• Directions:
A complete, exact copy of the data is the required answer.
--- Data shown ---
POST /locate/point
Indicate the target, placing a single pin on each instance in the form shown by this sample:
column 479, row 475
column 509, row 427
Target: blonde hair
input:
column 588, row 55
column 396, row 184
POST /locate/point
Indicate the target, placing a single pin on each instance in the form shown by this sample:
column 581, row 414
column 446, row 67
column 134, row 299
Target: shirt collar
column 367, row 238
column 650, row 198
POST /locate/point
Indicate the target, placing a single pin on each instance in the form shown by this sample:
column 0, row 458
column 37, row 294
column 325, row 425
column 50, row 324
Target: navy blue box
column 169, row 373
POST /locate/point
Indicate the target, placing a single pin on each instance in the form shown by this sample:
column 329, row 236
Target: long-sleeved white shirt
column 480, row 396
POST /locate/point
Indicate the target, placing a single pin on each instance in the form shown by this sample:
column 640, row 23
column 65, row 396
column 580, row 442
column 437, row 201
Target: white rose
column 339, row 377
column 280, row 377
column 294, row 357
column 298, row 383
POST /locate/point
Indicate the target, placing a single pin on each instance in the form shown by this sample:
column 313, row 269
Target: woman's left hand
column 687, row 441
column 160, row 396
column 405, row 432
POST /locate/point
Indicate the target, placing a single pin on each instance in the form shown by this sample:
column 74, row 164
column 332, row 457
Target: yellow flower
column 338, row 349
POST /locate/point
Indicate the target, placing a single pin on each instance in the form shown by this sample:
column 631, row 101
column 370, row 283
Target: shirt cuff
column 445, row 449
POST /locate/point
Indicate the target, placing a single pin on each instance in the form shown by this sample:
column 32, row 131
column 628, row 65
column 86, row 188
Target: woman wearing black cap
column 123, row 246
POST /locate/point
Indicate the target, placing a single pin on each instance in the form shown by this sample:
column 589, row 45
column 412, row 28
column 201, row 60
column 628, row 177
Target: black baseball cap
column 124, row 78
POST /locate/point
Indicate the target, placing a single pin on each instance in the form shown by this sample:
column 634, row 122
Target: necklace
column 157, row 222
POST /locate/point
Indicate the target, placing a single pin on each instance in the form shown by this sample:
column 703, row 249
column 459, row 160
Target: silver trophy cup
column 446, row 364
---
• Answer:
POST /locate/point
Indicate the target, placing a single pin on each instance in the form shown by this sample:
column 479, row 475
column 509, row 427
Target: blonde hair
input:
column 588, row 55
column 396, row 184
POST /locate/point
Indicate the target, placing a single pin on each instance in the form shown by this sample:
column 581, row 414
column 446, row 67
column 134, row 299
Target: shirt collar
column 367, row 238
column 650, row 198
POST /locate/point
Indicate the target, placing a single pin on each instance in the form shown by this sample:
column 0, row 458
column 37, row 294
column 325, row 425
column 50, row 324
Target: navy blue box
column 169, row 373
POST /locate/point
Indicate the target, placing a single pin on each instance in the form shown by this sample:
column 329, row 236
Target: long-sleeved white shirt
column 480, row 396
POST /locate/point
Indicate the target, placing a single pin on each instance in the form shown by this sample:
column 640, row 23
column 65, row 396
column 580, row 442
column 437, row 201
Target: white rose
column 339, row 377
column 280, row 377
column 294, row 357
column 298, row 383
POST /locate/point
Indicate the target, placing a single pin on each instance in the form shown by this sample:
column 313, row 269
Target: woman's left hand
column 687, row 441
column 160, row 396
column 405, row 432
POST /locate/point
Indicate the target, placing a single pin on each instance in the form shown by this sample:
column 74, row 164
column 332, row 457
Target: yellow flower
column 338, row 349
POST /locate/point
Indicate the target, placing a single pin on each instance in the form shown by this sample:
column 631, row 101
column 370, row 283
Target: shirt cuff
column 445, row 449
POST /locate/point
Indicate the target, placing a single pin on each instance in the form shown by this sample:
column 32, row 131
column 628, row 65
column 86, row 188
Target: woman wearing black cap
column 123, row 246
POST /locate/point
Indicate the target, placing a single pin on each instance in the form shown by this sample:
column 589, row 45
column 412, row 28
column 201, row 60
column 628, row 177
Target: black baseball cap
column 124, row 78
POST /locate/point
Indicate the target, placing a single pin on each instance in the form shown by this sample:
column 634, row 122
Target: necklace
column 157, row 222
POST /locate/point
Indicate the target, placing a single pin on each instance in the form shown by this sample:
column 703, row 249
column 459, row 160
Target: silver trophy cup
column 446, row 364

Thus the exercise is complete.